§ **EXERCISE GOAL**
A word-for-word copy of the records below is needed, without the images.

[Stored records]
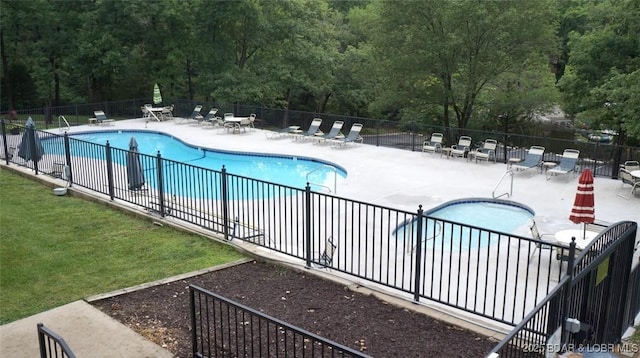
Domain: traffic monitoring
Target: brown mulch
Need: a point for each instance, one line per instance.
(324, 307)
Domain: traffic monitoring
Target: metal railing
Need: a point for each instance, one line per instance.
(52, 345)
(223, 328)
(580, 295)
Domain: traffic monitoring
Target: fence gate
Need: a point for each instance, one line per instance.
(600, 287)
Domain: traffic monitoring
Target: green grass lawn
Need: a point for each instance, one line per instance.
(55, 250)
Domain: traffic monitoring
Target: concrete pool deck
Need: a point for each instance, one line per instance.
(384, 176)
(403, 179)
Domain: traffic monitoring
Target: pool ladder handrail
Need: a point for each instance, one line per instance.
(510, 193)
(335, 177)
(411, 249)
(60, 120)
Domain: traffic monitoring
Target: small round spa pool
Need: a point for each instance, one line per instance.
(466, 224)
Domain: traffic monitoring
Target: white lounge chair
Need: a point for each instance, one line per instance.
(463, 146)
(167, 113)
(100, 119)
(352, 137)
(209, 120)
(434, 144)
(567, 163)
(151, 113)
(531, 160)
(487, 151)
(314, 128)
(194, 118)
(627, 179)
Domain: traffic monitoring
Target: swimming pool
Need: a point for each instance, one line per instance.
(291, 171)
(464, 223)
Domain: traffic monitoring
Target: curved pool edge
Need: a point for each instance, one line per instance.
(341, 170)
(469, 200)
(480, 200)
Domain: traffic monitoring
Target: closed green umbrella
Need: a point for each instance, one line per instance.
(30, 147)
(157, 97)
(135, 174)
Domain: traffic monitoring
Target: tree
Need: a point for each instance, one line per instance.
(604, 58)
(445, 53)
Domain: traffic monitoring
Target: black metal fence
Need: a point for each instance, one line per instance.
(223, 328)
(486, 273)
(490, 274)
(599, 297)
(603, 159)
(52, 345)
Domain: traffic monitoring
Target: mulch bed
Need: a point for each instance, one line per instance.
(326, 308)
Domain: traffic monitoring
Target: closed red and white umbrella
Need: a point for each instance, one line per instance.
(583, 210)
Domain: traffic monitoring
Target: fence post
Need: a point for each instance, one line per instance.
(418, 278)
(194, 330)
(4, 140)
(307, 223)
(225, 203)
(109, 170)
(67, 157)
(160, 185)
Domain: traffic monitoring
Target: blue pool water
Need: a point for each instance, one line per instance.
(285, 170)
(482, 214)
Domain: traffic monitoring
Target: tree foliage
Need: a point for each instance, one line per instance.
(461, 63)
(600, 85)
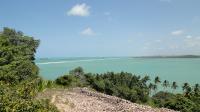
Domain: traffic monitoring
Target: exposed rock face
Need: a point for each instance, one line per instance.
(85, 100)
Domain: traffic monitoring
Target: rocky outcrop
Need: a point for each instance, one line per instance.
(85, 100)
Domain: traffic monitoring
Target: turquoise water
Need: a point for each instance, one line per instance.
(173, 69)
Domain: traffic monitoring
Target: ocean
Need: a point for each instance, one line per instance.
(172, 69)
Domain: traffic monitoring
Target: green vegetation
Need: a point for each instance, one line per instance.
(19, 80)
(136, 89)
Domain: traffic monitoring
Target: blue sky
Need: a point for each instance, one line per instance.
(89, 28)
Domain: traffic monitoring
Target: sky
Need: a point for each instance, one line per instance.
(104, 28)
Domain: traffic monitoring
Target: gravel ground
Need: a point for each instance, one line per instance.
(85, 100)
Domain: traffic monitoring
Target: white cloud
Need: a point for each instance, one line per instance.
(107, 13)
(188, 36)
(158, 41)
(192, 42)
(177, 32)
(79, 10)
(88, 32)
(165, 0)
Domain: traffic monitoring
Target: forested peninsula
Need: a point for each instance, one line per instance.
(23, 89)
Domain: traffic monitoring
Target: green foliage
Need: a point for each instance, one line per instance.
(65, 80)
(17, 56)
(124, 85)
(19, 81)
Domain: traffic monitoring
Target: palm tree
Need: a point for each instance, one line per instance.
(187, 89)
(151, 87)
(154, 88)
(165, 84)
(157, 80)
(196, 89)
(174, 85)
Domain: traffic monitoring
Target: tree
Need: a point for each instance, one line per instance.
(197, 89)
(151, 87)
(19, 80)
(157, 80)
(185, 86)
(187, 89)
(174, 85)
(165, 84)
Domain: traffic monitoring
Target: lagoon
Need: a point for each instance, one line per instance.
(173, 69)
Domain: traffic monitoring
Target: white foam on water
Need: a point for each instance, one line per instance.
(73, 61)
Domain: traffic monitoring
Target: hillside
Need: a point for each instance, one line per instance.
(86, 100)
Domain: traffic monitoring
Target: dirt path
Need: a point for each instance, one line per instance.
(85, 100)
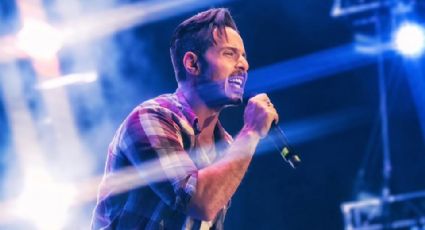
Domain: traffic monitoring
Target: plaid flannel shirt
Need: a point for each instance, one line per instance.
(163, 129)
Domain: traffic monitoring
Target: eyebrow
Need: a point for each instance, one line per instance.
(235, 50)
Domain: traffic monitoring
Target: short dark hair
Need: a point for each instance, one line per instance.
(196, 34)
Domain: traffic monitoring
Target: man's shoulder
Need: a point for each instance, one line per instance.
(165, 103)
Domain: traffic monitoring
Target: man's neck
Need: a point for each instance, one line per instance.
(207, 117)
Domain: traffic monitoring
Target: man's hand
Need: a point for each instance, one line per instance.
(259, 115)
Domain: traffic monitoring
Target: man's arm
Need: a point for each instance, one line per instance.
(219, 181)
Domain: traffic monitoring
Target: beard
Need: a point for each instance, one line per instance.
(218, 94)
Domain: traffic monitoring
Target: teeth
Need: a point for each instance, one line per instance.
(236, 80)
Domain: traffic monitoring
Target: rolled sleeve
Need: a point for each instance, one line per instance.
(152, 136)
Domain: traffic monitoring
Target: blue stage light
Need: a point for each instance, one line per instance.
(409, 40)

§ **OUTPUT OF THE EXERCISE**
Domain: traffic monitoring
Target: brown mulch
Need: a point for each instance, one line per instance.
(324, 307)
Domain: traffic monitoring
Target: metal railing
Need: a point for each instance, one line per instance.
(52, 345)
(223, 328)
(580, 295)
Domain: traffic monitoring
Target: fence gate
Need: a point for each instance, one line per instance.
(600, 287)
Domain: traffic monitoring
Target: green grass lawn
Need: a point for each instance, one line per instance.
(55, 250)
Domain: traffic monitoring
Target: concrete pool deck
Need: a point for each instance, one line per instance.
(384, 176)
(403, 179)
Domain: traffic monitoring
Target: pool ladder handrail
Need: a point for each instance, one line per instance.
(510, 193)
(335, 177)
(411, 249)
(60, 120)
Domain: traffic monitoring
Target: small round spa pool
Need: a point for each instance, one line per instance.
(466, 224)
Domain: traffic monitoring
Target: white lounge chair
Need: a point for each instance, one line per instance.
(463, 146)
(167, 113)
(100, 119)
(352, 137)
(209, 120)
(434, 144)
(567, 163)
(151, 113)
(531, 160)
(487, 151)
(314, 128)
(194, 118)
(627, 179)
Domain: traffic monitoring
Target: swimming pool
Need: a point for each instance, one line per instance.
(291, 171)
(464, 223)
Domain: traffic monitoring
Target: curved pool edge
Need: a point for each instance, one line per instance.
(341, 170)
(469, 200)
(480, 200)
Domain: traffic monitoring
Target: closed green umbrella
Need: a point for each instance, one line per instance.
(30, 147)
(157, 97)
(135, 174)
Domain: traffic monitoring
Target: tree
Need: a point for each instance, one line per instance.
(604, 58)
(445, 53)
Domain: traffic monitoring
Target: black metal fence
Need: a point for each instance, one line per instance.
(223, 328)
(486, 273)
(490, 274)
(599, 297)
(603, 159)
(52, 345)
Domain: traffic monitoring
Target: mulch bed
Need: a point for each instance, one line per instance.
(326, 308)
Domain: traffic monitoring
Target: closed red and white umbrella
Need: a point for each instance, one line per instance.
(583, 210)
Domain: traffic monitoring
Target: fence post
Need: a point for each instance, one line per instance.
(418, 278)
(194, 330)
(4, 140)
(307, 223)
(225, 203)
(109, 170)
(67, 157)
(160, 185)
Domain: traffic monitoring
Target: blue pool water
Need: a point for each instance, one line per instance.
(285, 170)
(482, 214)
Domain: traffic monitoring
Target: tree foliage
Need: a point for each instance, one line per instance.
(461, 63)
(600, 85)
Domain: traffic monitoring
Target: exposed rock face
Need: a point for each instance, one line per instance.
(85, 100)
Domain: traffic monitoring
Target: rocky outcrop
Need: a point for each instance, one line per instance.
(85, 100)
Domain: traffic monitoring
Target: turquoise water
Need: a point for each instance, one line per instance.
(173, 69)
Domain: traffic monitoring
Target: ocean
Need: a point for each instance, one line per instance.
(172, 69)
Domain: traffic monitoring
Target: green vegetation
Need: a point for each instance, one line per instance.
(19, 80)
(136, 89)
Domain: traffic monitoring
Target: blue sky
Need: a point for each instance, one line per instance.
(89, 28)
Domain: traffic monitoring
Target: sky
Need: a point for each instance, one line per instance.
(104, 28)
Domain: traffic monitoring
Target: gravel ground
Need: a point for each instance, one line per instance.
(85, 100)
Domain: traffic monitoring
Target: white cloud
Need: a point for each instance, one line per instance.
(107, 13)
(188, 36)
(158, 41)
(192, 42)
(177, 32)
(79, 10)
(88, 32)
(165, 0)
Domain: traffic monitoring
Target: forested peninsula
Need: a point for each instance, one line per instance.
(23, 89)
Domain: traffic monitoring
Target: green foliage
Need: a point for each instance, one line per instance.
(65, 80)
(17, 56)
(124, 85)
(19, 81)
Domain: traffic monitoring
Target: palm tree
Need: a point for each instance, one line per instance.
(187, 89)
(151, 87)
(154, 88)
(165, 84)
(157, 80)
(196, 89)
(174, 85)
Domain: traffic monitoring
Target: tree
Need: a point for each instance, one line per instance.
(197, 89)
(151, 87)
(19, 80)
(157, 80)
(185, 86)
(187, 89)
(174, 85)
(165, 84)
Domain: traffic monitoring
Target: lagoon
Need: a point for each instance, one line per instance.
(173, 69)
Domain: traffic monitoring
Target: white foam on water
Need: a point for each instance, one line per instance.
(73, 61)
Domain: traffic monitoring
Target: hillside
Need: a point for each instance, one line per instance.
(86, 100)
Domain: traffic monitoring
Target: dirt path
Need: a point for each instance, one line per instance.
(85, 100)
Domain: traffic monitoring
Target: plaid flannel shirt
Need: a point for each instance, one line per instance.
(163, 129)
Domain: traffic monitoring
Target: eyebrow
Need: a point for each instance, one line per instance.
(235, 50)
Domain: traffic monitoring
Target: short dark hair
Need: a point for each instance, one line per instance.
(196, 34)
Domain: traffic monitoring
Target: man's shoulder
Need: a point for each instance, one line per instance.
(165, 103)
Domain: traffic monitoring
Target: man's neck
Need: a point for each instance, one line per instance.
(207, 117)
Domain: traffic monitoring
Target: man's hand
Need: a point for each instance, one line per instance.
(259, 115)
Domain: traffic monitoring
Target: man's arm
Need: a point for each instance, one line per instance.
(219, 181)
Domain: traffic monitoring
Target: beard
Need: a point for each instance, one line per instance.
(218, 94)
Domain: traffic monitoring
Target: teeth
Need: a point for each instance, one line per instance.
(236, 80)
Domain: traffic monitoring
Target: rolled sleeve
Need: a point for each instance, one line per instance.
(152, 136)
Domain: traffic monitoring
Target: blue stage light
Need: a point for each instance, one line per instance.
(409, 40)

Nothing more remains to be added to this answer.